Рассмотрим их на примере российской судьбы и российской мессианской идеи. В контексте новейшего опыта нам предстоит заново обратиться к тому ответу, который дали наши отцы-основатели Москвы как «третьего Рима» на вопрос: почему же «два первые Рима падеши»?
В отличие от американских отцов-основателей они находили ответ в логике духа, а не в материи политических учреждений: погибли потому, что отпали от духа. США ориентировались на «первый Рим» как свою предтечу и прообраз, Россия – на «второй Рим» – Византию. Отцы-основатели США объясняли падение «первого Рима» вырождением демократической республики в тиранию, что произошло, по их мнению, из-за неразработанности в Древнем Риме принципа разделения власти, отсутствия политического механизма сдержек и противовесов.
Российские отцы-основатели объясняли гибель родного предшественника – Византии изменой православию, беспринципными играми с Западом и с западной церковью, выразившимися в Флорентийской унии. От кого же исходит инициатива нарушения принципа священной справедливости и в каких формах это проявляется?

Условия задания:
Допишите, пожалуйста, следующую часть текста о Москве как «третьем Риме». Приведённый далее список к этому отношения не имеет.

Список:

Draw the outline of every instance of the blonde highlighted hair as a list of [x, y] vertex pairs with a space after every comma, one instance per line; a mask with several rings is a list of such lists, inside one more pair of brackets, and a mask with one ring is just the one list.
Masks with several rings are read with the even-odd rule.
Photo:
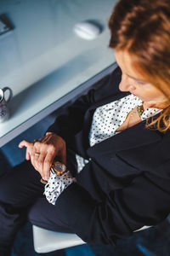
[[167, 97], [166, 108], [146, 128], [170, 129], [170, 1], [119, 0], [110, 17], [113, 49], [128, 50], [136, 70]]

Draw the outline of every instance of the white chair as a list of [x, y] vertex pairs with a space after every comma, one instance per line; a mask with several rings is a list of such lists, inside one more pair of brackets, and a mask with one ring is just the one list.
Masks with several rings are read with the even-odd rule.
[[50, 253], [85, 243], [76, 234], [48, 230], [33, 225], [34, 249], [38, 253]]
[[[144, 226], [134, 232], [140, 231], [150, 227], [150, 226]], [[32, 229], [34, 249], [38, 253], [50, 253], [85, 243], [85, 241], [83, 241], [76, 234], [51, 231], [35, 225], [32, 226]]]

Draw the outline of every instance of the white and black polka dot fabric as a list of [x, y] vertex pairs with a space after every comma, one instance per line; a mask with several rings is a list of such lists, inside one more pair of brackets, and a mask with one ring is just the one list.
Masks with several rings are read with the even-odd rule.
[[[89, 131], [89, 144], [94, 146], [120, 131], [116, 131], [125, 121], [128, 113], [138, 105], [142, 105], [142, 101], [133, 94], [127, 96], [116, 102], [105, 104], [98, 108], [93, 117]], [[144, 111], [141, 119], [144, 120], [159, 112], [162, 109], [147, 108]], [[78, 172], [85, 166], [88, 160], [80, 155], [76, 156]]]
[[75, 181], [76, 179], [72, 177], [69, 171], [61, 176], [57, 176], [55, 173], [50, 172], [50, 177], [45, 185], [43, 194], [48, 202], [54, 205], [61, 192]]
[[[117, 134], [116, 129], [125, 121], [128, 113], [136, 106], [141, 105], [142, 101], [133, 95], [127, 96], [116, 102], [105, 104], [98, 108], [93, 117], [93, 121], [89, 131], [89, 144], [91, 147], [99, 143], [111, 136]], [[141, 119], [150, 118], [162, 109], [147, 108], [144, 111]], [[120, 132], [120, 131], [119, 131]], [[80, 155], [76, 155], [77, 162], [77, 172], [80, 172], [88, 160], [85, 160]], [[50, 177], [45, 185], [44, 195], [47, 200], [55, 204], [59, 195], [76, 179], [71, 177], [68, 171], [62, 176], [57, 176], [50, 172]]]

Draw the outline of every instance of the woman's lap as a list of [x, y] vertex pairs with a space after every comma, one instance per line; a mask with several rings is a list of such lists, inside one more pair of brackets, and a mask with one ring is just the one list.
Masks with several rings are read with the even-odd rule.
[[[75, 171], [73, 154], [69, 153], [67, 156], [71, 160], [68, 163], [69, 169]], [[24, 214], [26, 219], [28, 215], [33, 224], [52, 230], [71, 232], [68, 225], [60, 220], [57, 208], [44, 197], [44, 184], [40, 179], [39, 172], [30, 161], [16, 166], [0, 177], [0, 206], [3, 208], [3, 206], [9, 207], [11, 218], [9, 215], [8, 218], [11, 219], [12, 215], [14, 216], [18, 212], [20, 218]]]

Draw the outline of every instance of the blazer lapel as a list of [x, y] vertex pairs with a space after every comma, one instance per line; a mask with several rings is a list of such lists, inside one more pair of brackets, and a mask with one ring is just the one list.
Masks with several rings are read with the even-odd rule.
[[[122, 92], [120, 91], [119, 93], [111, 96], [110, 97], [105, 98], [102, 101], [92, 105], [87, 111], [85, 117], [84, 117], [84, 126], [83, 126], [83, 136], [84, 137], [88, 137], [88, 133], [89, 133], [89, 129], [90, 129], [90, 125], [92, 124], [92, 118], [93, 118], [93, 114], [95, 111], [95, 109], [99, 107], [104, 106], [105, 104], [110, 103], [112, 102], [117, 101], [128, 95], [129, 95], [129, 92]], [[86, 143], [86, 148], [88, 147], [88, 140], [86, 140], [87, 143]]]
[[159, 142], [160, 132], [144, 127], [145, 120], [88, 148], [88, 155], [110, 154], [110, 153], [138, 148]]

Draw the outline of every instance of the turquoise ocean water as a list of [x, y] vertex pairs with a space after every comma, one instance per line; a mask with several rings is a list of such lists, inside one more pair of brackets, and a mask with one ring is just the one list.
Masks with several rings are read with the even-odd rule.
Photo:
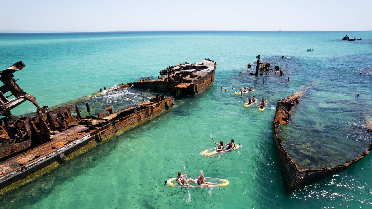
[[[341, 41], [346, 35], [365, 38]], [[285, 76], [249, 75], [243, 70], [257, 54], [272, 68], [279, 65]], [[359, 70], [372, 66], [372, 32], [2, 33], [0, 57], [3, 69], [23, 61], [26, 67], [15, 78], [41, 106], [50, 106], [104, 86], [156, 78], [169, 65], [207, 58], [217, 63], [208, 90], [176, 99], [164, 115], [0, 197], [1, 208], [372, 208], [372, 155], [286, 194], [272, 135], [276, 101], [300, 90], [304, 94], [293, 123], [280, 128], [285, 146], [300, 165], [334, 166], [369, 146], [372, 72]], [[231, 86], [251, 86], [267, 107], [245, 108], [247, 96], [235, 96]], [[153, 93], [123, 90], [89, 103], [95, 112], [107, 104], [118, 110]], [[84, 103], [74, 102], [85, 115]], [[29, 103], [12, 113], [34, 111]], [[199, 155], [214, 146], [210, 133], [216, 141], [241, 143], [242, 154], [221, 159]], [[183, 172], [183, 163], [189, 176], [203, 170], [230, 184], [212, 189], [212, 196], [191, 189], [191, 201], [185, 203], [186, 189], [163, 186]]]

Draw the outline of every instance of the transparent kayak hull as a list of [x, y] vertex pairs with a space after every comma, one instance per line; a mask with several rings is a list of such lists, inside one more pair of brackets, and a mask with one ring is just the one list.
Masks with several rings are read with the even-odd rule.
[[[194, 179], [195, 181], [198, 181], [198, 177], [185, 177], [185, 179]], [[211, 188], [213, 188], [215, 187], [224, 187], [227, 186], [229, 185], [229, 181], [226, 179], [219, 179], [218, 178], [211, 178], [210, 177], [205, 177], [205, 180], [207, 181], [208, 182], [211, 182], [212, 183], [217, 183], [217, 184], [213, 185], [208, 185], [208, 187]], [[176, 180], [177, 178], [172, 178], [170, 179], [168, 179], [167, 181], [167, 184], [168, 185], [174, 187], [180, 187], [181, 188], [187, 188], [187, 186], [180, 186], [178, 183], [177, 182]], [[197, 184], [196, 183], [194, 183], [193, 182], [190, 182], [189, 183], [189, 184], [193, 186], [193, 187], [188, 187], [189, 189], [193, 189], [193, 188], [206, 188], [207, 186], [200, 186]]]
[[[233, 148], [232, 149], [237, 149], [239, 148], [239, 147], [240, 147], [237, 144], [235, 144], [235, 147], [234, 147], [234, 148]], [[222, 151], [221, 151], [218, 152], [217, 152], [214, 151], [215, 150], [216, 150], [215, 148], [211, 148], [210, 149], [206, 149], [205, 150], [204, 150], [204, 151], [200, 152], [200, 153], [199, 154], [201, 155], [205, 155], [206, 156], [211, 156], [214, 155], [218, 155], [218, 154], [222, 155], [222, 154], [224, 154], [227, 152], [227, 151], [225, 150], [222, 150]], [[231, 152], [232, 151], [230, 151]]]
[[[254, 89], [252, 89], [252, 90], [251, 91], [248, 91], [248, 90], [247, 90], [247, 91], [246, 91], [245, 92], [243, 92], [243, 93], [246, 94], [247, 93], [250, 93], [251, 92], [253, 92], [254, 91]], [[235, 94], [240, 94], [241, 93], [241, 92], [240, 91], [240, 90], [238, 91], [237, 91], [235, 92]]]

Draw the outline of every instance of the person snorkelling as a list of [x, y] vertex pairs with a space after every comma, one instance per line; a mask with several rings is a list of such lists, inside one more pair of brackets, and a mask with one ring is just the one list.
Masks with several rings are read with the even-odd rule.
[[177, 176], [177, 178], [176, 179], [176, 180], [180, 186], [183, 187], [188, 186], [191, 188], [194, 188], [194, 186], [192, 186], [189, 184], [189, 182], [191, 181], [192, 182], [195, 183], [196, 183], [195, 180], [194, 180], [192, 179], [183, 179], [184, 177], [187, 177], [187, 175], [186, 174], [185, 175], [182, 175], [182, 173], [181, 171], [179, 172], [177, 174], [178, 174], [178, 176]]
[[196, 183], [196, 184], [198, 185], [206, 186], [207, 185], [216, 185], [217, 184], [217, 183], [212, 183], [207, 181], [206, 180], [205, 180], [205, 178], [204, 178], [204, 174], [202, 173], [198, 178], [198, 182]]
[[225, 144], [224, 145], [227, 145], [227, 147], [225, 148], [225, 150], [228, 152], [231, 151], [231, 149], [234, 149], [234, 148], [235, 147], [235, 144], [234, 143], [234, 139], [232, 139], [231, 141], [230, 141], [230, 143]]
[[218, 145], [218, 147], [217, 148], [217, 149], [215, 150], [215, 152], [221, 152], [224, 150], [224, 142], [222, 141], [219, 141], [219, 144], [217, 144], [217, 143], [214, 142], [214, 141], [213, 142], [213, 143]]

Ответ:
Надо сказать, здесь наблюдается таинственный парадокс: тот самый промежуточный средний слой, на который столько надежд возлагается на Западе, олицетворяет роковые отклонения от принципа священной справедливости на Востоке. Правда, речь идет не о среднем классе в собственном смысле слова, а о срединном, промежуточном слое в смысле посредничества между верховным властителем, воплощающим принцип богопомазанной священной власти, и народом, ожидающим от этой власти выполнения мессианской политики и поддерживающим ее в этом. От этого слоя исходит опасность искажения принципа сразу в нескольких формах.
Наряду с тем нарушением консенсуса служилого государства, о котором говорилось в предыдущей главе, этот промежуточный слой обнаруживает тенденцию к другим, не менее опасным формам «уклонизма».
Во-первых, он склонен профанировать идею сакрализированной государственности и ее статус в мире своим сомнением в ее мессианской уникальности. Мессианская государственность, ориентированная на принцип коллективного спасения, требует от каждого подданного настоящего подвига жертвенности и самоотдачи. В отличие от аскезы сугубо служилого государства в сакрализированной государственности любые жертвы воспринимаются жертвователями не как непосильные и чрезмерные, а как высший долг и призвание. Но как только государственность лишается священного ореола, ее амбиции и те жертвы, которых они требуют от подданных, начинают восприниматься как нелепые и более не выносимые прихоти деспотизма. Мессионерский образ спасительной или «первопроходческой» государственности сменяется образом тоталитарного монстра.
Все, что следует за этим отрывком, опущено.